Present the text lines of the following material as a JSON list of strings, with one string for each line and blank lines omitted. Exclude the pictures from the list.
## START
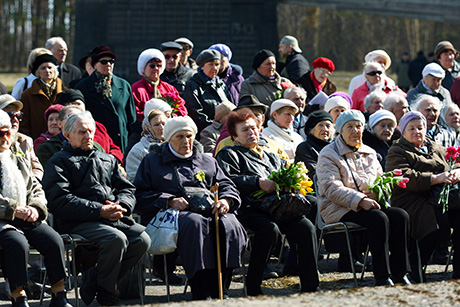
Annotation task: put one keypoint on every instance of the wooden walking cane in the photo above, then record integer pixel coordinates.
(215, 190)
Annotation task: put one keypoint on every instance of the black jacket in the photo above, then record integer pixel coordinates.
(178, 77)
(245, 169)
(308, 152)
(202, 96)
(68, 73)
(77, 183)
## END
_Final result_
[
  "Annotation task: put one keypoint on every instance of the wooden walking cane in the photo above, then record integer pixel coordinates.",
  "(215, 190)",
  "Annotation task: put one keypoint on every instance of the black jacket in the photo above, then record integer pixel coordinates.",
  "(178, 77)",
  "(245, 169)",
  "(308, 152)",
  "(202, 96)",
  "(68, 73)",
  "(77, 183)"
]